#### [EXERCISE]
Please print the whole listing again, exactly as shown.

#### [EXTRACTED INFORMATION]

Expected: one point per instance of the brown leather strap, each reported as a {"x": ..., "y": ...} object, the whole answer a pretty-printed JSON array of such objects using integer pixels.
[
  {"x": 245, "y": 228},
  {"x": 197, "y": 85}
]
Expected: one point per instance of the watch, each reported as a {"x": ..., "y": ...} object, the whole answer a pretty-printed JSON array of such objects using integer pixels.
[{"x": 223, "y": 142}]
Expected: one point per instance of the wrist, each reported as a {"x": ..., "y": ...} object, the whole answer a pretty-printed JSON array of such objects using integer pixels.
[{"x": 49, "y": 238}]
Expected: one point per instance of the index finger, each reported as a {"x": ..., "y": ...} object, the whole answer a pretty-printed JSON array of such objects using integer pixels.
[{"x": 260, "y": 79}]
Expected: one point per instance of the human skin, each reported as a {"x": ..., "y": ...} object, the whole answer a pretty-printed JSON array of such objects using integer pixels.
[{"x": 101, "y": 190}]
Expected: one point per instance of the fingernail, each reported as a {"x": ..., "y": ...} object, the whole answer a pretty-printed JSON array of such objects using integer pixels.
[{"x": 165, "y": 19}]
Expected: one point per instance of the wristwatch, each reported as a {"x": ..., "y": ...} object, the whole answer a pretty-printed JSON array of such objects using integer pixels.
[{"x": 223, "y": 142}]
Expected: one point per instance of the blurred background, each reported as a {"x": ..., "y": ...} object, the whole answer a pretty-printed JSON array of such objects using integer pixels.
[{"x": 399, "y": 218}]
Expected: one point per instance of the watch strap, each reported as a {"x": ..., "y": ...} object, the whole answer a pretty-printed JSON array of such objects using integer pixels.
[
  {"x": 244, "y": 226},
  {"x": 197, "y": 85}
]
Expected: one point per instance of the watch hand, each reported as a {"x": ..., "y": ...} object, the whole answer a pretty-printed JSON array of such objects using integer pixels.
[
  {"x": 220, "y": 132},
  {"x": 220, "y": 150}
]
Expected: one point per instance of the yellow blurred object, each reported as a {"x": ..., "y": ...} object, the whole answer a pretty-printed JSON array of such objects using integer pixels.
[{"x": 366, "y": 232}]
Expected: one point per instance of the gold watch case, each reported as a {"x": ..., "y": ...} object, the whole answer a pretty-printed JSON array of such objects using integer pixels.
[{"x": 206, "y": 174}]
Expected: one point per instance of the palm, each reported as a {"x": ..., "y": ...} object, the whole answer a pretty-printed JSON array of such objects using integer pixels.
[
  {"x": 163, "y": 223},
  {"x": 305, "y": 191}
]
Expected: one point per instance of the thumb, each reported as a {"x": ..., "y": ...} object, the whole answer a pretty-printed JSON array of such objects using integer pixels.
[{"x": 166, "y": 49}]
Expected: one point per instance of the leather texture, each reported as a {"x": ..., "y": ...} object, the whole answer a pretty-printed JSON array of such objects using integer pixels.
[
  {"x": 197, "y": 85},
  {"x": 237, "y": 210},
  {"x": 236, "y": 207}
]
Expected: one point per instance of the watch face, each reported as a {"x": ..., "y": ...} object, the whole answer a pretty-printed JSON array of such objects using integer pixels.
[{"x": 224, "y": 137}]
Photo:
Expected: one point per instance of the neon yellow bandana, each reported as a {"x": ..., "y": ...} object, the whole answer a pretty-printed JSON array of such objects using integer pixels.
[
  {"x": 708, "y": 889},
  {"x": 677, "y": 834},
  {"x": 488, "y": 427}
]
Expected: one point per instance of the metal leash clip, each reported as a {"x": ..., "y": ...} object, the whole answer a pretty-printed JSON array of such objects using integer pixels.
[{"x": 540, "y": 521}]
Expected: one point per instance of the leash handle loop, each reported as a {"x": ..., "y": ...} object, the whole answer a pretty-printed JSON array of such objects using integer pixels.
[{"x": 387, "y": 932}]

#### [WRITTEN SOLUTION]
Expected: one point per instance of the brown leather strap, each reported as a {"x": ..., "y": ...} object, the whole answer a pretty-printed JSON array of such objects using integer pixels.
[
  {"x": 245, "y": 228},
  {"x": 197, "y": 85}
]
Expected: one point per instance of the watch, each reported as a {"x": ..., "y": ...} object, the whole answer a pretty-printed JSON array of such objects using integer pixels.
[{"x": 223, "y": 142}]
Expected: one point per instance of the wrist, each reported as a {"x": ..., "y": ...} object, the whole answer a pretty-printed JSON array of such objects using integer pixels.
[{"x": 49, "y": 238}]
Expected: one point per instance of the index finger, each reported as a {"x": ..., "y": ...} object, the whole answer a pretty-printed JSON array of such objects using integer pixels.
[{"x": 260, "y": 79}]
Expected: one point per instance of the human skin, each reported as a {"x": ..., "y": ...} object, the whole answer a pretty-printed JSON array of such objects using integer pixels.
[{"x": 101, "y": 190}]
Expected: one point per instance of the fingernail, each reported as a {"x": ..., "y": ...} object, the whole answer a pretty-printed JSON array of such objects using integer pixels.
[{"x": 165, "y": 19}]
Expected: one point per instance of the wristwatch, each reported as a {"x": ..., "y": ...} object, the whole answer a pretty-printed JSON array of such objects using integer pixels.
[{"x": 223, "y": 142}]
Expected: one point per instance of the blurred background, each reported as a {"x": ..., "y": ...} object, the whole answer a pretty-printed JSON array of such objects using integer pixels.
[{"x": 399, "y": 218}]
Expected: one point per instance of the watch strap, each reported as a {"x": ..., "y": ...} object, the whole answer a pretty-printed JSON array of such objects using integer pixels.
[
  {"x": 244, "y": 226},
  {"x": 197, "y": 85}
]
Expected: one point per instance of the watch hand, each reported as a {"x": ..., "y": ...} object, the whole answer a pretty-printed JSON array of such objects using integer pixels.
[
  {"x": 220, "y": 132},
  {"x": 220, "y": 150}
]
Expected: one point per instance of the yellow blurred object, each reported as a {"x": ..., "y": ...} object, the whole answer a pretty-printed JSON array of such objects using integer pixels.
[{"x": 366, "y": 232}]
Expected: one point per instance of the gold watch case, each reported as a {"x": ..., "y": ...} object, the whole answer a pretty-printed JSON array of such objects using integer pixels.
[{"x": 206, "y": 174}]
Expected: one point per instance of the palm, each reported as a {"x": ..., "y": ...} object, the whole answer a pretty-printed JSON array of such objects using integer pixels.
[
  {"x": 163, "y": 223},
  {"x": 305, "y": 191}
]
Expected: one point per instance of the thumb, each reported as a {"x": ..., "y": ...} object, the whole answer a pretty-printed JSON array of such objects using integer pixels.
[{"x": 166, "y": 49}]
Expected: one point per instance of the leather texture, each reported as a {"x": ..., "y": ...} object, the whole answer a pretty-printed JSON array of such objects using integer pixels.
[
  {"x": 197, "y": 85},
  {"x": 237, "y": 210},
  {"x": 236, "y": 207}
]
Expected: one point per instance of the watch face, each reported as a {"x": ..., "y": ...} object, the whole answer a pretty-printed JSON array of such objects using integer pixels.
[{"x": 224, "y": 137}]
Photo:
Expected: one point per instance of the neon yellow bandana, each reported as a {"x": ..., "y": ...} object, the whole answer a pretty-printed JSON array of such objects using integer pixels.
[
  {"x": 708, "y": 889},
  {"x": 677, "y": 834},
  {"x": 488, "y": 427}
]
Expected: one point per instance of the metal leash clip, each reported as a {"x": ..., "y": ...} object, the whole answer a pretty-printed JSON array of such objects using integer pixels.
[{"x": 540, "y": 521}]
Expected: one point per instance of the leash handle loop, each reported as a {"x": ..., "y": ...} object, the whole answer a pretty-printed JSON array of such objects using integer pixels.
[{"x": 387, "y": 932}]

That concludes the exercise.